→ Text segment:
____

Skip to content

SIMD Optimizations

compressionz uses SIMD (Single Instruction, Multiple Data) optimizations to achieve high performance in its pure Zig implementations.

SIMD allows processing multiple bytes in a single CPU instruction:

Scalar (1 byte at a time):
compare byte 0, compare byte 1, compare byte 2, ...
SIMD (16 bytes at a time):
compare 16 bytes simultaneously

This is critical for compression where we constantly:

  • Compare sequences for matches
  • Copy data blocks
  • Search for patterns

Zig provides portable SIMD via @Vector:

// 16-byte vector
const Vec16 = @Vector(16, u8);
// Load 16 bytes
const a: Vec16 = data[0..16].*;
// Compare 16 bytes at once
const b: Vec16 = other[0..16].*;
const eq = a == b; // 16 comparisons in 1 instruction
// Convert to bitmask
const mask: u16 = @bitCast(eq);

This compiles to native SIMD on supported platforms:

  • x86/x64: SSE2, AVX2
  • ARM: NEON
  • Falls back to scalar on unsupported platforms

When we find a match, we need to extend it as far as possible:

// Scalar: Check one byte at a time
fn extendMatchScalar(src: []const u8, pos: usize, match_pos: usize) usize {
var len: usize = 0;
while (pos + len < src.len and
match_pos + len < pos and
src[pos + len] == src[match_pos + len])

____

→ Position identification records:
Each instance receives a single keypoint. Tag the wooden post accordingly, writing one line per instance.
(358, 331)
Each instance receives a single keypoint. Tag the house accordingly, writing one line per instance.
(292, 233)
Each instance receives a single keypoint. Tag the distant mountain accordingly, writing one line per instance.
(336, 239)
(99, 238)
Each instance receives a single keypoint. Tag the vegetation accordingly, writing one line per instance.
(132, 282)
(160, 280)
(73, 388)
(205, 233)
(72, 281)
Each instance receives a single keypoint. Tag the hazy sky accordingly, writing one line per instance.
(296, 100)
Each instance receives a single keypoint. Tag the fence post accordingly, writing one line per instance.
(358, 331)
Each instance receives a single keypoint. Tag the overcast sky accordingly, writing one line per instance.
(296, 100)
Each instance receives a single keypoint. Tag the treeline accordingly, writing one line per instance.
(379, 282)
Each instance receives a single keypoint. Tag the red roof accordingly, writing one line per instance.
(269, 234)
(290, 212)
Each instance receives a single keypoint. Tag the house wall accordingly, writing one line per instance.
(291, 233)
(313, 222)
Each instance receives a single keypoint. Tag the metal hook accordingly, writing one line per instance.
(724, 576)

____

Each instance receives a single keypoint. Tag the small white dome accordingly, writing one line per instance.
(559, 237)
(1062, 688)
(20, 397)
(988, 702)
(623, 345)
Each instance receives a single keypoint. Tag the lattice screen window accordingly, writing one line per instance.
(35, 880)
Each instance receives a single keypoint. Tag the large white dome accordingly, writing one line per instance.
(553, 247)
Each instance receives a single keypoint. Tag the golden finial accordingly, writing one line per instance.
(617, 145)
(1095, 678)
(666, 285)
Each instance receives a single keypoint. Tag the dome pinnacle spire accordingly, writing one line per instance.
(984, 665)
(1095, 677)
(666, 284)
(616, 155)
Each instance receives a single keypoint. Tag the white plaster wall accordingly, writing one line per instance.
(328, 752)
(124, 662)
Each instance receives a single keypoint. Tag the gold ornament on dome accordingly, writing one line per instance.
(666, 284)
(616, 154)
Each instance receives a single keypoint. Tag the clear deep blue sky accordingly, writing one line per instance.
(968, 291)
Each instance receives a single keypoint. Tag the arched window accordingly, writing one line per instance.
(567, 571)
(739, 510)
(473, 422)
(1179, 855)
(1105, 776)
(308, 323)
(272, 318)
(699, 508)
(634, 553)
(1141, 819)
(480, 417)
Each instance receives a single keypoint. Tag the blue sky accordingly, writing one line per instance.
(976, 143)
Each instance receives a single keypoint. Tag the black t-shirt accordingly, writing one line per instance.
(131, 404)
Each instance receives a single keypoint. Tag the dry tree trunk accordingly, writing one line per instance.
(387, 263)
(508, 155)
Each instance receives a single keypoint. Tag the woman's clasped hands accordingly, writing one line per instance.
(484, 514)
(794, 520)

____

→ Short problem 1: Using the SIMD optimizations page, decide whether each statement agrees with it, answering yes or no and quoting the deciding words: (a) Comparing two 16-byte vectors takes 16 comparisons in a single instruction. (b) On ARM, the vector code compiles to AVX2. (c) On platforms without SIMD support, the code falls back to scalar.
→ Short problem 2: Filter the records, keeping only the lines that contain the string "window". Case counts.

→ Task response 1:
(a) Yes: "16 comparisons in 1 instruction"
(b) No: "ARM: NEON"
(c) Yes: "Falls back to scalar on unsupported platforms"

→ Task response 2:
Each instance receives a single keypoint. Tag the lattice screen window accordingly, writing one line per instance.
Each instance receives a single keypoint. Tag the arched window accordingly, writing one line per instance.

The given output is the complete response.